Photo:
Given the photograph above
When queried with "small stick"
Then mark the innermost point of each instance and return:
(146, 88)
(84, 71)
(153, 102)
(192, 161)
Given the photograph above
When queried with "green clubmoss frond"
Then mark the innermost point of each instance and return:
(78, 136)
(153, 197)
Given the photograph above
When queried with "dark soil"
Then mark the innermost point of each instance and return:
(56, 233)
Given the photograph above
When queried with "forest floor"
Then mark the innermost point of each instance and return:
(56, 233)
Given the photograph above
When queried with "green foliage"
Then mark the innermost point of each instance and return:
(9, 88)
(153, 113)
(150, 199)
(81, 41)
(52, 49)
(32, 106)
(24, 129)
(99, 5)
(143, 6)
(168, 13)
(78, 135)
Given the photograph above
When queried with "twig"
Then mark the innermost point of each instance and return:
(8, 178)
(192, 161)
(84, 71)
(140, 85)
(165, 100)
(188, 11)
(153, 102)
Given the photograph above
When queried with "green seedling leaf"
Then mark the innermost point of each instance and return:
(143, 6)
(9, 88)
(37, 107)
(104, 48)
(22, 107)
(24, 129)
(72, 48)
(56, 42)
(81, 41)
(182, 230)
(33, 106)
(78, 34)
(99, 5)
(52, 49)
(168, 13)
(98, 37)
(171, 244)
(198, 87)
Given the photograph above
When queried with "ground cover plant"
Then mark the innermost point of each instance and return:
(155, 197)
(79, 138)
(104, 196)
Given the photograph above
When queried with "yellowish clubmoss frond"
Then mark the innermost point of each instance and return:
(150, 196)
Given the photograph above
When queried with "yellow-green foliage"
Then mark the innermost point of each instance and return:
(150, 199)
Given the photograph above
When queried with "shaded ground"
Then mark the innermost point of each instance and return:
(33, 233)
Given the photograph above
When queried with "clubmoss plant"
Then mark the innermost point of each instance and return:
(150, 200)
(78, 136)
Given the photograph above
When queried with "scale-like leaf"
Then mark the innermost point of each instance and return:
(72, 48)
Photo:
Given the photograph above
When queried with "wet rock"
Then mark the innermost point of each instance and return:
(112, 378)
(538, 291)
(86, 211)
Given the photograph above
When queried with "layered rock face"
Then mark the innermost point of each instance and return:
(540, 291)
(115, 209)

## Work to complete
From the entries, report each line that includes the word "frond".

## Result of the task
When queried with "green clubmoss frond"
When queried with "yellowish clubmoss frond"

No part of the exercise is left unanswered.